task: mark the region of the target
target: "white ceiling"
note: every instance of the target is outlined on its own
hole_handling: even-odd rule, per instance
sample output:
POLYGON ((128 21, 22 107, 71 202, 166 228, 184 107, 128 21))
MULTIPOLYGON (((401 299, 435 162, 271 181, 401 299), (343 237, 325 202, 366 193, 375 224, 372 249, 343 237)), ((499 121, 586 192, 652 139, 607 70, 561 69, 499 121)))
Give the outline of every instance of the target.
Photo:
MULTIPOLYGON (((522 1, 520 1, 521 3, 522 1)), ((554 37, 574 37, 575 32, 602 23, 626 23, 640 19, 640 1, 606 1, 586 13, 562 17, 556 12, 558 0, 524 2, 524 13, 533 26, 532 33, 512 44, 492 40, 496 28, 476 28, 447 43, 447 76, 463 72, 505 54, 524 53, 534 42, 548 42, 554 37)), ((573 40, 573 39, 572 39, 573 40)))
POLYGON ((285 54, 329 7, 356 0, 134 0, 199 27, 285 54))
----
| Desafío |
Reproduzca sin ningún cambio todas las líneas del listado de arriba, de la primera a la última.

| Respuesta final |
task: mark the region of the target
target: "white ceiling"
note: every instance of the target is outlined on its own
hole_handling: even-odd rule, per instance
sample output:
POLYGON ((128 21, 22 107, 71 202, 166 228, 184 107, 128 21))
MULTIPOLYGON (((401 299, 435 162, 271 181, 401 299), (343 237, 325 202, 366 193, 375 224, 372 249, 343 237)), ((499 121, 586 192, 652 139, 607 70, 561 69, 499 121)))
Give the outline of every instance of the target.
Photo:
MULTIPOLYGON (((522 1, 520 1, 521 3, 522 1)), ((554 37, 574 37, 575 32, 602 23, 626 23, 640 19, 640 1, 606 1, 586 13, 562 17, 556 12, 558 0, 524 2, 524 13, 533 26, 532 33, 512 44, 492 40, 496 28, 476 28, 447 43, 447 76, 463 72, 505 54, 524 53, 534 42, 548 42, 554 37)), ((573 40, 573 39, 572 39, 573 40)))
POLYGON ((285 54, 329 7, 356 0, 134 0, 199 27, 285 54))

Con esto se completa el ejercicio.